• [Extract provided]
|---|

Guaro is home to many little shops that sell store cupboard basics as well as specialised tiendas that have fresh fruits and vegetables, meat and fish. There is also a weekly market on a Thursday morning that sets up along the main street. The market is a great place to purchase the freshest produce from local sellers as well as clothes, shoes, toys and more.
Luna Mora, translated as Moorish Moon is an historic celebration with arts, crafts and music in the open air amphitheatre of the village. Throughout the evenings of the festival, there is a Moorish style street market, and the entire village is illuminated by over 20,000 candles which is truly beautiful to experience!
Every May the village celebrates its annual pilgrimage parade or ‘Romeria’ terminating at the tiny chapel of ‘Ermita del Santuario del Puerto’ where the whole village throws a two day party ending in a giant Paella for everyone in attendance.
In August the village hosts it’s yearly Feria, an 3 day event that transforms the village into a funfair with rides, live music, competitions and fair stalls.
The Ruta de Tapas is held in May, a day where all the bars in the village compete for the best tapa. Each bar designs a signature dish to serve to the people as they come past, a drink and tapa for a small fixed price. Think of it as a pub crawl, with food.
The Día del Almendro takes place on the last Sunday of January when the almond trees have just begun to blossom. A walk sets off from the village at 11.00 and heads into the countryside to marvel at the young blossom and local vegetation. When the walkers arrive back into village, there are stalls selling almond-based products and the bars fill with hungry (and thirsty) hikers!
Guaro is a very classic Spanish village although there is a small community of expats living there. The village has maintained it’s charm and warmth, one of the reasons people fall in love with it, and the locals are very friendly and welcoming.

|---|

• [Requirement A] Identify every line of the entries that contains the string "patch", treating uppercase and lowercase as different.
The Guaro text and the entries below it have no connection to each other.

|---|

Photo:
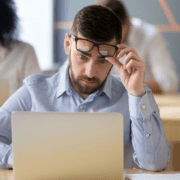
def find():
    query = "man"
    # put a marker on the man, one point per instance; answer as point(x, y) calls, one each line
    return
point(160, 74)
point(85, 85)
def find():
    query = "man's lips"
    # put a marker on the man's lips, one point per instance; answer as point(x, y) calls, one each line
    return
point(86, 82)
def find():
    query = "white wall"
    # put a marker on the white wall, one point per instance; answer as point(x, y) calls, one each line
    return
point(36, 28)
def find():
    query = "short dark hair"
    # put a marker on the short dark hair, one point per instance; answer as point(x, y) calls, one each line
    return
point(8, 21)
point(97, 23)
point(117, 7)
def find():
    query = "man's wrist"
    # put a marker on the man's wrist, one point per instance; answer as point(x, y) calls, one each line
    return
point(138, 94)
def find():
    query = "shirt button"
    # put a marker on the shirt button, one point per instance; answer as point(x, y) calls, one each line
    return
point(143, 106)
point(147, 135)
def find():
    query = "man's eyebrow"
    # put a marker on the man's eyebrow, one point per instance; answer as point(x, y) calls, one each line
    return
point(89, 54)
point(86, 53)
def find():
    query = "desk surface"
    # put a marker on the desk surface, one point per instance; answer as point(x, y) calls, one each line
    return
point(8, 174)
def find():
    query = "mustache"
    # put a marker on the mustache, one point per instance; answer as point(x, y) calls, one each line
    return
point(92, 80)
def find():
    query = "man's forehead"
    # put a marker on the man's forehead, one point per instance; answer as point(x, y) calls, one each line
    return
point(112, 42)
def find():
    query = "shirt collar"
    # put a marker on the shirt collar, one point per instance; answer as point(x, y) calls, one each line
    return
point(65, 86)
point(107, 86)
point(64, 83)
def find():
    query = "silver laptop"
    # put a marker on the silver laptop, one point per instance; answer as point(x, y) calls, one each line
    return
point(78, 146)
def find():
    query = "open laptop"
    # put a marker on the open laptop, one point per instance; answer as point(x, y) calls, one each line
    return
point(78, 146)
point(4, 91)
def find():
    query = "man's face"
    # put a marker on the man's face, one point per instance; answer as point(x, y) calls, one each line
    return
point(88, 71)
point(125, 30)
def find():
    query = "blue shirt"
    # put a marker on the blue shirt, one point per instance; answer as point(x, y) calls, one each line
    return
point(144, 139)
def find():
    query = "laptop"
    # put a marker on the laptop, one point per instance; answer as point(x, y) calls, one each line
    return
point(4, 91)
point(57, 145)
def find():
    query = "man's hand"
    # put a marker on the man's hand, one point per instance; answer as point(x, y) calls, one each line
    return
point(131, 71)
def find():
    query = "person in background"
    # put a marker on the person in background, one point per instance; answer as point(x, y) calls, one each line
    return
point(86, 85)
point(17, 59)
point(160, 74)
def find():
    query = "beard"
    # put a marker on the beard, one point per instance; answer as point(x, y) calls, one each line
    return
point(82, 88)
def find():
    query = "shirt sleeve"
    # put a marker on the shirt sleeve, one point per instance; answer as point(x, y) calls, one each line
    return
point(162, 65)
point(151, 148)
point(19, 101)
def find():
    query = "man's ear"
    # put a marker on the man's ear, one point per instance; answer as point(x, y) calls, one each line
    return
point(67, 43)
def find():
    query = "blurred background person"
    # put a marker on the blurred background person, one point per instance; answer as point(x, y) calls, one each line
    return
point(17, 59)
point(160, 74)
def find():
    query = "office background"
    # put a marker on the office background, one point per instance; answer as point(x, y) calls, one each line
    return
point(164, 14)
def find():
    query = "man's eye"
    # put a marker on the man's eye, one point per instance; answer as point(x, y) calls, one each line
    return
point(82, 57)
point(103, 61)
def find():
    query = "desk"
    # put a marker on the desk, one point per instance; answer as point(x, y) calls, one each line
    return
point(8, 174)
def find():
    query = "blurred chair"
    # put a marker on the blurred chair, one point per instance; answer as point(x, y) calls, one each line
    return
point(167, 100)
point(4, 91)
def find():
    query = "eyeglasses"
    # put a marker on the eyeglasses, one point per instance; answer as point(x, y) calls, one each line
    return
point(84, 45)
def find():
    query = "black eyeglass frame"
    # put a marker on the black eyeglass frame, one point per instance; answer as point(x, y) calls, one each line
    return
point(94, 45)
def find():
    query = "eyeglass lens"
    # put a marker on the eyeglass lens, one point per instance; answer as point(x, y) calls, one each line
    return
point(104, 50)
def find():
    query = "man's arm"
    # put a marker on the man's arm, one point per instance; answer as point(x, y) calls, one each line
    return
point(151, 148)
point(19, 101)
point(148, 139)
point(154, 86)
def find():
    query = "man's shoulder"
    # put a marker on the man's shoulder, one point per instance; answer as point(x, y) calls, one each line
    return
point(42, 81)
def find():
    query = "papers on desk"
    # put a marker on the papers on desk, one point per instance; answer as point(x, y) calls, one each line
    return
point(153, 176)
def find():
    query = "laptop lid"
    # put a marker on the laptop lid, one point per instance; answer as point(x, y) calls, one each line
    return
point(78, 146)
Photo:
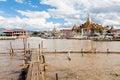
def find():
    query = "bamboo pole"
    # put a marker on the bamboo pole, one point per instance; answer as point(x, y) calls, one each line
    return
point(11, 50)
point(69, 57)
point(82, 52)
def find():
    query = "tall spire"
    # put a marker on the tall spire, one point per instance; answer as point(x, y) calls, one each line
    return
point(89, 19)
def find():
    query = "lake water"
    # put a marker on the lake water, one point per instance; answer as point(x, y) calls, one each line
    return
point(87, 67)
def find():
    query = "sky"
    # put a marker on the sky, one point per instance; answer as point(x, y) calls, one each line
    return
point(44, 15)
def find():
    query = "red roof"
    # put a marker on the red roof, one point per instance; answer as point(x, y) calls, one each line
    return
point(8, 31)
point(20, 30)
point(66, 30)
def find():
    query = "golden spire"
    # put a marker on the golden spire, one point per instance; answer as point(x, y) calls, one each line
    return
point(54, 31)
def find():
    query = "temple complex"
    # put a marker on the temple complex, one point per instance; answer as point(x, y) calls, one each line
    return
point(88, 27)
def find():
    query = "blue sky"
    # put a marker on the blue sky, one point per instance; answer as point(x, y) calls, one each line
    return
point(46, 14)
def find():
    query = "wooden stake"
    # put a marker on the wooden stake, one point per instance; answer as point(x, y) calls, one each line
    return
point(69, 57)
point(11, 50)
point(56, 76)
point(82, 52)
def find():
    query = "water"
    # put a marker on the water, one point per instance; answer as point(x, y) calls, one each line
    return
point(87, 67)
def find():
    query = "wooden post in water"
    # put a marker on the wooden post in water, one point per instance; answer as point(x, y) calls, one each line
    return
point(69, 57)
point(82, 52)
point(42, 47)
point(56, 76)
point(28, 48)
point(94, 50)
point(44, 70)
point(43, 62)
point(107, 50)
point(24, 43)
point(11, 50)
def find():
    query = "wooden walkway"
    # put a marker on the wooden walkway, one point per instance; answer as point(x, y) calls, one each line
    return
point(36, 69)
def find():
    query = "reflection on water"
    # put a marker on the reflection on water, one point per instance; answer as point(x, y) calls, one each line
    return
point(88, 67)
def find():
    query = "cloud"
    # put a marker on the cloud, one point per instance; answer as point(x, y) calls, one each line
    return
point(3, 0)
point(19, 1)
point(33, 20)
point(75, 11)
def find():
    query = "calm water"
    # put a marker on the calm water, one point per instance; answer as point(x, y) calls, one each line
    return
point(88, 67)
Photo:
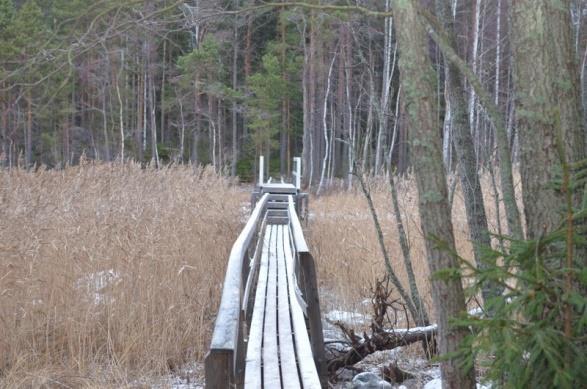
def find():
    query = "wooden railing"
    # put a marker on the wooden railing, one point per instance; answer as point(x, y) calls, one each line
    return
point(225, 362)
point(306, 273)
point(224, 365)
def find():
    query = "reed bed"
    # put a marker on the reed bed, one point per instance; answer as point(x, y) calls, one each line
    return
point(110, 274)
point(344, 241)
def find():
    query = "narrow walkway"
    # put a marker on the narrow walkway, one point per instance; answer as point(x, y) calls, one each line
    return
point(279, 354)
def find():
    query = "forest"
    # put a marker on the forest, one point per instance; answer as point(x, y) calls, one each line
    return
point(470, 106)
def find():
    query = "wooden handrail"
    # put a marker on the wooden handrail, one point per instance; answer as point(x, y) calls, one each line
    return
point(221, 359)
point(309, 289)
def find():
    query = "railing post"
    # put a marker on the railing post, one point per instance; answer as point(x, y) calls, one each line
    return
point(298, 172)
point(313, 310)
point(261, 170)
point(219, 368)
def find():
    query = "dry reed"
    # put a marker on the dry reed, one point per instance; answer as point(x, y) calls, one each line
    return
point(343, 238)
point(110, 272)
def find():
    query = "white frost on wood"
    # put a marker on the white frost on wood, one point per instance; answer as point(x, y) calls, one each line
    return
point(348, 318)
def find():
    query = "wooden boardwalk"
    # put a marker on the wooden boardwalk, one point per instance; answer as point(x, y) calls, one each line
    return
point(268, 331)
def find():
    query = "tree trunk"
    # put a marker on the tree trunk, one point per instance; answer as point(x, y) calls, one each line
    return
point(235, 43)
point(465, 149)
point(418, 84)
point(548, 109)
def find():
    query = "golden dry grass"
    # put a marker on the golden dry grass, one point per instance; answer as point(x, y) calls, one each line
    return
point(108, 273)
point(342, 236)
point(112, 273)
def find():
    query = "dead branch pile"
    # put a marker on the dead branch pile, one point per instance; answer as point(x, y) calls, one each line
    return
point(382, 336)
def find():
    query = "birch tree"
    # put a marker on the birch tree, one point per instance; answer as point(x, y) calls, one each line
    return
point(418, 83)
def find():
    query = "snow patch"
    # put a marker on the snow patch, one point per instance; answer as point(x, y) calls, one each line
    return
point(96, 283)
point(348, 318)
point(437, 384)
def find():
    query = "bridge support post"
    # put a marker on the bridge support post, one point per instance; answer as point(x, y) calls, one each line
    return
point(310, 287)
point(219, 368)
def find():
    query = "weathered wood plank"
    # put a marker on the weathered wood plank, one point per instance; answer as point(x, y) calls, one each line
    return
point(253, 362)
point(289, 370)
point(254, 267)
point(271, 371)
point(310, 289)
point(308, 371)
point(225, 336)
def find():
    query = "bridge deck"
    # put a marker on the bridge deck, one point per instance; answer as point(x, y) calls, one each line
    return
point(279, 353)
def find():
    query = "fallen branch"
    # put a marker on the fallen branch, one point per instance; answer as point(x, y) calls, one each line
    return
point(381, 338)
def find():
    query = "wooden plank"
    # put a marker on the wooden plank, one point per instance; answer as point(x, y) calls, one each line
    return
point(310, 288)
point(271, 372)
point(253, 270)
point(253, 360)
point(276, 205)
point(297, 232)
point(279, 197)
point(308, 372)
point(289, 370)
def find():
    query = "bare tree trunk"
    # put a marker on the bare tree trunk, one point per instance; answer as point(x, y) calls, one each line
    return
point(548, 113)
point(463, 142)
point(325, 127)
point(28, 151)
point(388, 69)
point(418, 78)
point(120, 107)
point(439, 35)
point(421, 314)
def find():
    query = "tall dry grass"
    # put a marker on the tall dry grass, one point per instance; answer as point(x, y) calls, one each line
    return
point(110, 272)
point(345, 245)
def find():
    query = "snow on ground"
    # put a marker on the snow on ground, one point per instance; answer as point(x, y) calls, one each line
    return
point(437, 384)
point(348, 318)
point(190, 376)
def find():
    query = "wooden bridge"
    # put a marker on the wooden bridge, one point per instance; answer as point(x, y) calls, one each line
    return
point(268, 331)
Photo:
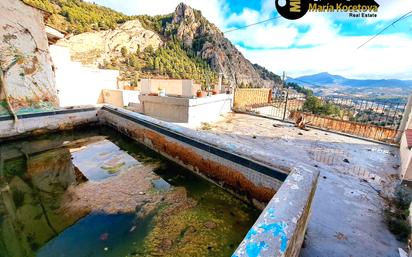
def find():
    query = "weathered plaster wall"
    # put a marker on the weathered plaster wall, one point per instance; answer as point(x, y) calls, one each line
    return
point(280, 229)
point(405, 152)
point(120, 98)
point(78, 84)
point(187, 110)
point(50, 122)
point(180, 87)
point(24, 47)
point(252, 186)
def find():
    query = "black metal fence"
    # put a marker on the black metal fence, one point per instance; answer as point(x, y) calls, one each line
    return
point(374, 119)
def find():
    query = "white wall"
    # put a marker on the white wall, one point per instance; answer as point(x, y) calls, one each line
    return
point(176, 87)
point(23, 37)
point(77, 84)
point(184, 110)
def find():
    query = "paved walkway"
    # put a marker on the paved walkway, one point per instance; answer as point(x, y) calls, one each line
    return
point(347, 216)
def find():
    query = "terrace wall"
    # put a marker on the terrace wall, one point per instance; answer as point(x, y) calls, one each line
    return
point(354, 128)
point(251, 97)
point(280, 229)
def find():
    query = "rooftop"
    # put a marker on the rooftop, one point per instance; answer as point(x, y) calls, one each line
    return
point(347, 209)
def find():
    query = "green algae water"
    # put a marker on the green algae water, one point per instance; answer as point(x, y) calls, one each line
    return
point(94, 192)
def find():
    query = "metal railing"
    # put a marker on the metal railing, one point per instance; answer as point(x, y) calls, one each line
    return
point(373, 119)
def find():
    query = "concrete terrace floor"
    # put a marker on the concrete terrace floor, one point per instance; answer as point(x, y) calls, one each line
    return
point(347, 217)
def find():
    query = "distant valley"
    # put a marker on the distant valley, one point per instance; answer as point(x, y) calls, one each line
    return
point(325, 84)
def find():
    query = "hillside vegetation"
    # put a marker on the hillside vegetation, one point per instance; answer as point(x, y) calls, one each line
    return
point(76, 17)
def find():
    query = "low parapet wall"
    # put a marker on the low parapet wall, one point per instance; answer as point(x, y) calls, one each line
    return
point(46, 122)
point(280, 229)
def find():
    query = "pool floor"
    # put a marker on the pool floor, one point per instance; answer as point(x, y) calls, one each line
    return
point(94, 192)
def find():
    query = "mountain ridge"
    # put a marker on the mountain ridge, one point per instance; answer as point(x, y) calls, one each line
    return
point(190, 47)
point(325, 78)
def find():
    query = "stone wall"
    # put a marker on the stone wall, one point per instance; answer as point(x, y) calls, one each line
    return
point(24, 55)
point(245, 97)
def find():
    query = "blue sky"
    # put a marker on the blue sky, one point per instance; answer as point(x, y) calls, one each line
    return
point(315, 43)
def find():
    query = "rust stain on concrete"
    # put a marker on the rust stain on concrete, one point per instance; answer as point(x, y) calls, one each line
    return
point(228, 177)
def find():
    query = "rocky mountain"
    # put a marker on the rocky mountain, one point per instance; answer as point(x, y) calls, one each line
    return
point(209, 42)
point(183, 44)
point(100, 46)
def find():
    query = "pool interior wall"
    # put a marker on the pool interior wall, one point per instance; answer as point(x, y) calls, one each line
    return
point(233, 168)
point(43, 213)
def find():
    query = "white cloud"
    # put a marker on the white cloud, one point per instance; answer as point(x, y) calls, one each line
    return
point(375, 60)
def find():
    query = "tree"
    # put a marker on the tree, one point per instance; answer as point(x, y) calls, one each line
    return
point(123, 51)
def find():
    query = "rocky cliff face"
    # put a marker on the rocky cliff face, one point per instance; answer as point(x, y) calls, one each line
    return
point(27, 78)
point(199, 37)
point(97, 47)
point(209, 42)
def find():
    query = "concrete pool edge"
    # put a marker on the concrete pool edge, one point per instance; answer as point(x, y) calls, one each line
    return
point(280, 229)
point(285, 217)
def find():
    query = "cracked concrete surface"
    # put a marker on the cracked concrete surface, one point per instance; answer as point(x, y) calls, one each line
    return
point(347, 217)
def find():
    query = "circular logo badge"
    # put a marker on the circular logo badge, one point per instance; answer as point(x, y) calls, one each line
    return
point(292, 9)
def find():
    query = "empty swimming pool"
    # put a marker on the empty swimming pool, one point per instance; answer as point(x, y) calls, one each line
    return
point(95, 192)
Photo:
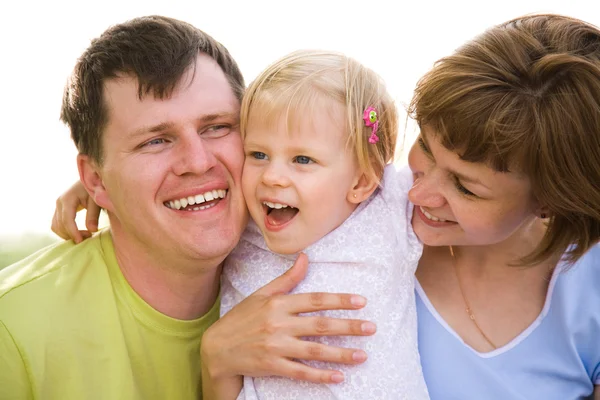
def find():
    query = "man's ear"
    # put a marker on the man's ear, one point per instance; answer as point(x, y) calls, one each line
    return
point(91, 178)
point(362, 188)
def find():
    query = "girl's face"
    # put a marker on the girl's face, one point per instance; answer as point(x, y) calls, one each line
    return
point(465, 203)
point(297, 183)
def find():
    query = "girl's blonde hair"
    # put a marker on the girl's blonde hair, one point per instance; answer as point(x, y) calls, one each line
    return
point(294, 85)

|---|

• [Requirement B] In the Guaro text, how many candles light up the village during the Luna Mora festival?

• [Exercise output A]
    query = "snow patch"
    # put a marker on the snow patch, one point per instance; answer as point(x, y) calls, one each line

• [Exercise output B] Over 20,000 candles.